#### Exercise aim
Find every line in the items below that contains the word "distant", and copy each of those lines. Case counts.

Items from a dataset:
>> begin

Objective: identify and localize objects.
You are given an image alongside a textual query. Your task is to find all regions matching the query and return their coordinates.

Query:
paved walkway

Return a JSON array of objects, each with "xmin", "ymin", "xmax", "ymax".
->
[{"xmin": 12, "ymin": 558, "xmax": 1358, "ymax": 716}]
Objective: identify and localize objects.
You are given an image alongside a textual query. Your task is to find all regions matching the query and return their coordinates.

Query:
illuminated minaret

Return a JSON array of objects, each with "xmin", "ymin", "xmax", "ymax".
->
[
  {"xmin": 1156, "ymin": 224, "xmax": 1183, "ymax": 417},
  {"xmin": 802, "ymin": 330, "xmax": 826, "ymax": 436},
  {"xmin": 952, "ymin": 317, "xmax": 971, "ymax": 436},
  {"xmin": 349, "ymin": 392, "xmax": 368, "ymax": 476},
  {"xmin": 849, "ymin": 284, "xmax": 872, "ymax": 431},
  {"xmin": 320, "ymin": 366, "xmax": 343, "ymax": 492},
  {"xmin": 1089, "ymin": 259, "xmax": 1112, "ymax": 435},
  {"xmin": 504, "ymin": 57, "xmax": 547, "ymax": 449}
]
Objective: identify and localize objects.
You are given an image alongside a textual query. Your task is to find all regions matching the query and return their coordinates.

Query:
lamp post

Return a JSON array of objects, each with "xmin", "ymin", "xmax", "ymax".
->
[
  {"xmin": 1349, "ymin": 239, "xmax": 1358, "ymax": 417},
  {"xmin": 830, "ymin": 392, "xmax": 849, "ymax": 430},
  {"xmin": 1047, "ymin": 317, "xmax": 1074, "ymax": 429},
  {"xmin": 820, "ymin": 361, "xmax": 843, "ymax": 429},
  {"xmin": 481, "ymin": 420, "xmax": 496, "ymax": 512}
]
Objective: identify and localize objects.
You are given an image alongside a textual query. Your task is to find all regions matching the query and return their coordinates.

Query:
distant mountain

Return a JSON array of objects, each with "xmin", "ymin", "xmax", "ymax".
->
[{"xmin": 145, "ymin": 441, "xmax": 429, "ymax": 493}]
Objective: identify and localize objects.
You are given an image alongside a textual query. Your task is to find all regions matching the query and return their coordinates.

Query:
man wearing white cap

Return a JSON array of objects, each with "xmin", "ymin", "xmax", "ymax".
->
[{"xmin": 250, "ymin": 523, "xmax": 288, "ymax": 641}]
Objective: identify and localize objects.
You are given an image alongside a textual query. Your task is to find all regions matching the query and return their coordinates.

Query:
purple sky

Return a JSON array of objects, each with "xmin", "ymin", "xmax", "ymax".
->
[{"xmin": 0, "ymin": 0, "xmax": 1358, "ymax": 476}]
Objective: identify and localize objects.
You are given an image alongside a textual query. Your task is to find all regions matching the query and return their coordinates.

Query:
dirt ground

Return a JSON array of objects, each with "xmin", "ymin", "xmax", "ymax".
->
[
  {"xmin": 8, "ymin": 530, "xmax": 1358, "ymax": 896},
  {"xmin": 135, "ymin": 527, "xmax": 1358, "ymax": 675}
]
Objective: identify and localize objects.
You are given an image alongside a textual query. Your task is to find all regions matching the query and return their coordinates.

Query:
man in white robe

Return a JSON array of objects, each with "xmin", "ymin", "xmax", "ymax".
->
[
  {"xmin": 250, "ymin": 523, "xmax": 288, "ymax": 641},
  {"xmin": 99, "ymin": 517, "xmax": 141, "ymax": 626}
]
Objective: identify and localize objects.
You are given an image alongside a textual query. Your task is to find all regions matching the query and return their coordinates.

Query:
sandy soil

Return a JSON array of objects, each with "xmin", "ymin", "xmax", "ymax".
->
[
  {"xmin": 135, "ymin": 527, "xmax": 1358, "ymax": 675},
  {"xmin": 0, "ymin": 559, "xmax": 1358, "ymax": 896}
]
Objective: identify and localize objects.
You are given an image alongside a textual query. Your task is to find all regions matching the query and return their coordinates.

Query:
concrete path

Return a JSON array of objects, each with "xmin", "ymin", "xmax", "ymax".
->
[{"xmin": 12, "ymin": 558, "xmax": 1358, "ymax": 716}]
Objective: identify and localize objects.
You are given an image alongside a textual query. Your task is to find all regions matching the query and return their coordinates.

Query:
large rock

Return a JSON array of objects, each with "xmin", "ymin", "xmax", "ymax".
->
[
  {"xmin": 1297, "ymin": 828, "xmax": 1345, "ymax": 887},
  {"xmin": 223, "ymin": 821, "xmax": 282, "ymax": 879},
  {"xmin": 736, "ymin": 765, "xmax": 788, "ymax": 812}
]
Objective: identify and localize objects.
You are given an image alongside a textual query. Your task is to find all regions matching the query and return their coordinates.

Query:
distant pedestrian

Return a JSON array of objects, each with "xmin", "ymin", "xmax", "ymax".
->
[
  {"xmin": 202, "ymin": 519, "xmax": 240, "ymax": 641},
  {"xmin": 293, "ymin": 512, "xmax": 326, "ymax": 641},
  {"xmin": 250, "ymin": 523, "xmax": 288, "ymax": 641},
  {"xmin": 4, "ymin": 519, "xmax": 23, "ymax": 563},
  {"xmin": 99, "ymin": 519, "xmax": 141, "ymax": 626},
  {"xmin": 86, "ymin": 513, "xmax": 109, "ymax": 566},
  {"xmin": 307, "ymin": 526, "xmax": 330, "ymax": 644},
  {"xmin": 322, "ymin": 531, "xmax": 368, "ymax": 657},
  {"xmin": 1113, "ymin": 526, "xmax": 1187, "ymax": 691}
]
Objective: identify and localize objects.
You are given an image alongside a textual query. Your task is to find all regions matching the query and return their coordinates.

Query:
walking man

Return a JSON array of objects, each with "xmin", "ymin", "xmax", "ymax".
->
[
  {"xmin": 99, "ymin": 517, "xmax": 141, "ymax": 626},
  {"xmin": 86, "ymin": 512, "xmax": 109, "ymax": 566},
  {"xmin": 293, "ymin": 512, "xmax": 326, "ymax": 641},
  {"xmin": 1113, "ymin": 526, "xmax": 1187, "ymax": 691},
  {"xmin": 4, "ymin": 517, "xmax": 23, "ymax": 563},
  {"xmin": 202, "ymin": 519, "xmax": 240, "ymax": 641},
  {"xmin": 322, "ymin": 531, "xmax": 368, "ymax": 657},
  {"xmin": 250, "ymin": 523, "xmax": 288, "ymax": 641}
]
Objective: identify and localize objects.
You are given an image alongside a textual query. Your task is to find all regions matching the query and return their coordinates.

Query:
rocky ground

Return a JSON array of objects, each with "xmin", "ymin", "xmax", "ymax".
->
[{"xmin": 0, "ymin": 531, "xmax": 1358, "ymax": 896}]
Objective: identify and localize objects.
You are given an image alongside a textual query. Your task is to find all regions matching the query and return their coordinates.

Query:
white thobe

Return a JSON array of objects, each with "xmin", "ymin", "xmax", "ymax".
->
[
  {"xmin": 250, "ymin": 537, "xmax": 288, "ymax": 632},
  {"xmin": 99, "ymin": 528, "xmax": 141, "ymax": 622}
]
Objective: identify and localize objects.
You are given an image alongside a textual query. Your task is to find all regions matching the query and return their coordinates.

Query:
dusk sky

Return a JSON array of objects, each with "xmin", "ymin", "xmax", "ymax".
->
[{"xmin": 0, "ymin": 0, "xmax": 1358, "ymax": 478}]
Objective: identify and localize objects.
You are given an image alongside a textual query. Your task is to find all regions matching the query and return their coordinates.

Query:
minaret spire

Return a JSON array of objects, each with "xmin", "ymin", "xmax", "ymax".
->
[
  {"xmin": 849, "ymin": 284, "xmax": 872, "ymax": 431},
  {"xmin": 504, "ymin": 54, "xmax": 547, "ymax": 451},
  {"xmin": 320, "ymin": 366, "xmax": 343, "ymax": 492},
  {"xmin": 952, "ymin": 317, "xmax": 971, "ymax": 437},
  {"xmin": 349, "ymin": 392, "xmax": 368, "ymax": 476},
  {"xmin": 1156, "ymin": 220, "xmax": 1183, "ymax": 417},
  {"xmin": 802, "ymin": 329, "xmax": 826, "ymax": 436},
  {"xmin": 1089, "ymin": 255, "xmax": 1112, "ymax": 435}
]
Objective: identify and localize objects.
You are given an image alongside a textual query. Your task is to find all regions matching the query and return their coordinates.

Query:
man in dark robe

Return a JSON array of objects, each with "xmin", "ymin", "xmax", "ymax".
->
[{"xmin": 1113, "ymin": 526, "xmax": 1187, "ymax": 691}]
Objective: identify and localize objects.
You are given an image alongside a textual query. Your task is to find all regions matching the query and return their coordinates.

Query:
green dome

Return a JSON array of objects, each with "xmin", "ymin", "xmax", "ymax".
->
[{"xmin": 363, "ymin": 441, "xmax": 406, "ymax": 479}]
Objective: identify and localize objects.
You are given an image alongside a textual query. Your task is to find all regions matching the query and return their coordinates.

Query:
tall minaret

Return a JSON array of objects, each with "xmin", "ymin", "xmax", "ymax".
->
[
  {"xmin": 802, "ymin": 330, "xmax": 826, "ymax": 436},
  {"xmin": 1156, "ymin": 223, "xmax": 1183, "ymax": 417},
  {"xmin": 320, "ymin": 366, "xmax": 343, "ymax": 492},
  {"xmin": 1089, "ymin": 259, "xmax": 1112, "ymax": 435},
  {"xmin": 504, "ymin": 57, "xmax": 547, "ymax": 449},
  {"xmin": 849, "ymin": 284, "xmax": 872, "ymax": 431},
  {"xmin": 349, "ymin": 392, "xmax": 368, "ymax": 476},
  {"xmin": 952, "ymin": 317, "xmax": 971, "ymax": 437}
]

>> end

#### Answer for this exercise
distant mountain
distant pedestrian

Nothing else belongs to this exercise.